■ Selected passage ■
##########
Feb 20 2007

Shelby discusses immigration reform, health care, troop surge in Iraq

Times Daily

By Trevor Stokes


Troop surges in Iraq, immigration reform and health care were the three central issues raised when Sen. Richard Shelby, R.-Ala., spoke to the Florence Rotary Club on Monday.

He talked about the Iraq war, a subject of concern from several audience members, during the question and answer period.

On Saturday, Shelby voted against the nonbinding motion to stop troop surges in Iraq, which failed to receive the 60 votes needed to move forward.

"We know that we've had great success in Iraq," he said, in reference to the early days in the war that included the toppling of Saddam Hussein's regime. "We've made a lot of mistakes since then."

Shelby said he supports the controversial surge of 21,500 troops in Iraq. "I think we should not send a message of ambiguity to our troops," he said.

Some, however, were critical of Shelby's overall message of the Iraq war.

"By his following and trying to sell the total Bush line, he beautifully glosses over the seriousness and impossibility of the war in Iraq and the economy," said veterinarian David Mussleman, a Democrat. "If I were a ranking Republican senator, I probably would have done the same."

Alabama's senior senator said the challenge of Islamic fundamentalist terrorists will be with us for the next 50 to 100 years, and said he believes the country will be hit by another terrorist attack.

Immigration reform was also a major theme in his talk. At one point, an assistant brought out a sign that stated an estimated 12 million illegal immigrants live in the U.S.

"We all know immigrants come into the country and bring energy into the economy," he said.

Shelby said, however, he does not support amnesty for undocumented immigrants, and said the debate over immigration reform would re-enter the U.S. House and Senate in the near future. "I'm afraid (amnesty) will be passed and the president will approve it," Shelby said, "We ought to be enforcing our borders, and we don't."

Quinton Hanson, owner of Associated Insurers, was in attendance and agreed. "We're talking about giving amnesty to that group of people when their first act of coming into the country is illegal itself. What kind of a precedent does that send for them in complying with the rest of our laws? I don't mind them being here, I just want them here-legally."

Shelby also showed that Medicare and Medicaid account for 20 percent of the $2.7 trillion national budget.

For Hanson's company, health insurance is the second most costly part of his operation, after payroll, which he bundled with tax costs.

His business provides health insurance to the company's three other employees. "A lot of the other smaller employers quite honestly cannot afford to provide it, and I understand where they're coming from."

Though Shelby rejected the Fair Minimum Wage Act of 2007 on Jan. 24, he said he supported an upcoming bill that folds in minimum wage increases with small business tax breaks. "If you mandate the minimum wage too high, you're going to cost jobs," said Shelby. He said small business tax breaks would buffer increased wage costs.
##########
■ Collected data ■
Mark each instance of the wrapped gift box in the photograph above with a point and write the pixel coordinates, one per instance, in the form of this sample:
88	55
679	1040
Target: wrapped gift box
##########
■ Required actions ■
(1) Say whether each statement below agrees with the article on Shelby's Rotary Club talk, answering yes or no and quoting the deciding words of the article. (a) Shelby voted in favor of the nonbinding motion to stop troop surges in Iraq. (b) A sign brought out during the talk stated that an estimated 12 million illegal immigrants live in the U.S. (c) For Hanson's company, health insurance is the most costly part of the operation.
(2) Answer these questions from the article on Shelby's Rotary Club talk.
(a) Which club did Shelby speak to on Monday?
(b) What share of the national budget do Medicare and Medicaid account for?
(c) What is David Mussleman's occupation?
(3) Transcribe everything in the article on Shelby's Rotary Club talk from "Times Daily" down to "and answer period.".

■ Task-by-task results ■
(1)
(a) No: "Shelby voted against the nonbinding motion to stop troop surges in Iraq"
(b) Yes: "an assistant brought out a sign that stated an estimated 12 million illegal immigrants live in the U.S."
(c) No: "health insurance is the second most costly part of his operation, after payroll"

(2)
(a) The Florence Rotary Club
(b) 20 percent of the $2.7 trillion national budget
(c) Veterinarian

(3)
Times Daily

By Trevor Stokes


Troop surges in Iraq, immigration reform and health care were the three central issues raised when Sen. Richard Shelby, R.-Ala., spoke to the Florence Rotary Club on Monday.

He talked about the Iraq war, a subject of concern from several audience members, during the question and answer period.